## TAREAS
- a) ¿Cómo se traduce al inglés esta oración del texto sobre la regulación de las comunicaciones: "La declaración como servicios públicos tanto de los servicios TIC como de la telefonía móvil tiene consecuencias concretas."?
- b) Repite sin cambios el fragmento del texto sobre la regulación de las comunicaciones que va desde "De la mano de" hasta "de interés público.", ambos incluidos.

## TEXTO DE LECTURA
┏━━
En estos días en la Argentina se han puesto en crisis las facultades regulatorias del Estado en una materia crucial para buena parte de los argentinos: los servicios de comunicación.
Estos servicios estuvieron regulados con dos regímenes distintos: aquellos que eran claramente servicios públicos, es decir sometidos a un control más estricto por parte del Estado en sus condiciones de prestación a los usuarios –la telefonía fija es el ejemplo más claro—; y los servicios de interés público, donde la regulación estatal era más morigerada – la televisión por cable, a título de ejemplo. Es justo señalar que el avance tecnológico y el crecimiento exponencial de la demanda de los servicios de interés público requirió mayores regulaciones estatales en sus condiciones de prestación.
De la mano de la situación inédita –e inesperada— de la pandemia por el Covid-19, la regulación estatal en materia de comunicaciones se consolidó mediante el dictado de un Decreto de Necesidad y Urgencia, el decreto N° 690/20, que declaró como servicios públicos tanto a los servicios de las Tecnologías de la información y las comunicaciones (básicamente la tv por cable y los servicios de internet), como así también la telefonía móvil, esto es los celulares, que hasta el dictado del Decreto 690/20 eran servicios de interés público.
Ironías del destino, a finales del 2015 el Presidente Mauricio Macri había modificado también por decreto de necesidad y urgencia el status jurídico de los servicios de TV por cable, sacándolos de la órbita de la regulación de los servicios de comunicación audiovisual y llevándolos a la órbita regulatoria de los servicios de las Tecnologías de la información y las comunicaciones (TIC). ¿Por qué Macri hizo eso? La respuesta es fácil, los servicios TIC no están sometidos a las regulaciones estrictas en materia de controles antimonopólicos como si lo están los servicios de comunicación audiovisual.
En buen criollo, fue la forma de cumplir el deseo de las empresas titulares de los servicios TIC de la Argentina, cuyo nivel de concentración oligopólica sería calificada de ilegal –al punto de ser tóxica— para buena parte de las regulaciones del mundo. La ironía es que aquella declaración del cable como servicio TIC de los sistemas de televisión por cable ha devenido, por el dictado del decreto 690/20, en la reciente consolidación de esos servicios TIC como servicios públicos. En materia de asuntos regulatorios, como en el amor, a veces las cosas no resultan como uno espera.
La declaración como servicios públicos tanto de los servicios TIC como de la telefonía móvil tiene consecuencias concretas. Implica en primer término que los servicios públicos están sujetos lo que en derecho administrativo se llama régimen exorbitante, esto es regímenes de derecho público bien diferentes al derecho común. Como señala Agustín Gordillo, “el poder público se hace así presente a través de un régimen jurídico especial que subordina los intereses privados al interés público, fundamentalmente en razón de proteger la continuidad del servicio”.
┗━━
[Datos de localización con un punto por instancia]
┏━━
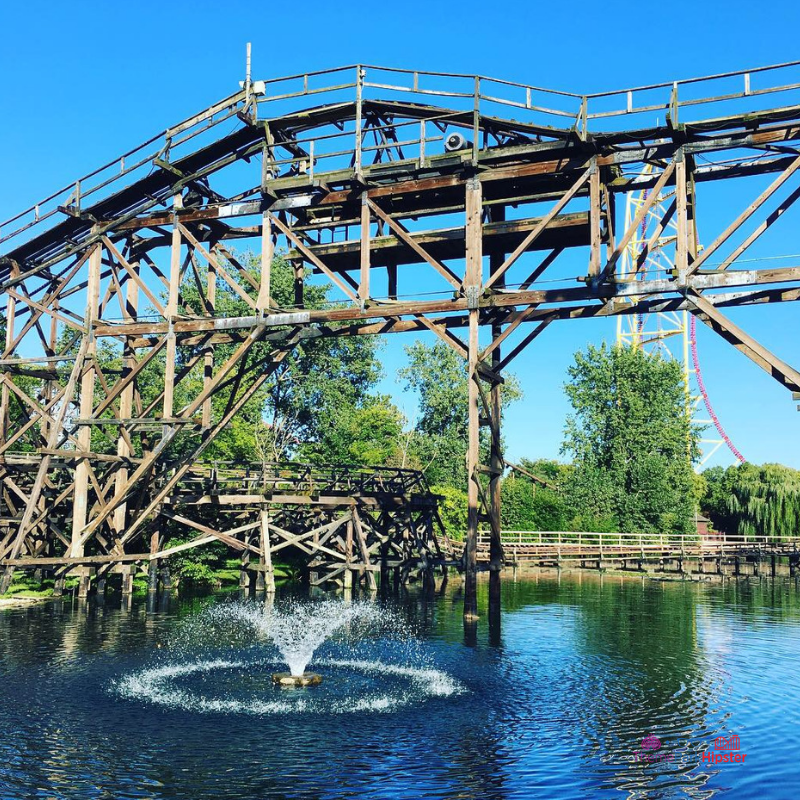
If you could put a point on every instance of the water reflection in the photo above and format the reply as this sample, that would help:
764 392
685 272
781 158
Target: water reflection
565 679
┗━━
## RESULTADOS ESPERADOS
- a) The declaration of both ICT services and mobile telephony as public services has concrete consequences.

- b)
De la mano de la situación inédita –e inesperada— de la pandemia por el Covid-19, la regulación estatal en materia de comunicaciones se consolidó mediante el dictado de un Decreto de Necesidad y Urgencia, el decreto N° 690/20, que declaró como servicios públicos tanto a los servicios de las Tecnologías de la información y las comunicaciones (básicamente la tv por cable y los servicios de internet), como así también la telefonía móvil, esto es los celulares, que hasta el dictado del Decreto 690/20 eran servicios de interés público.